## DATASET RECORDS
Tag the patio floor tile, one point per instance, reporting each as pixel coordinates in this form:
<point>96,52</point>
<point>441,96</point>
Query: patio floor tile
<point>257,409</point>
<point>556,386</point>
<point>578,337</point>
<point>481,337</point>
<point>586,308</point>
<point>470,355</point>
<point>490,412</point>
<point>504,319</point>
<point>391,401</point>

## EXERCISE INSTRUCTIONS
An exact copy of every record is needed; write it out in full.

## TASK SOLUTION
Tag the patio floor tile, one point per instance, reporting each as pixel coordinates in this form:
<point>96,52</point>
<point>441,96</point>
Query: patio floor tile
<point>257,409</point>
<point>556,386</point>
<point>578,337</point>
<point>481,337</point>
<point>586,308</point>
<point>470,355</point>
<point>490,412</point>
<point>504,319</point>
<point>391,401</point>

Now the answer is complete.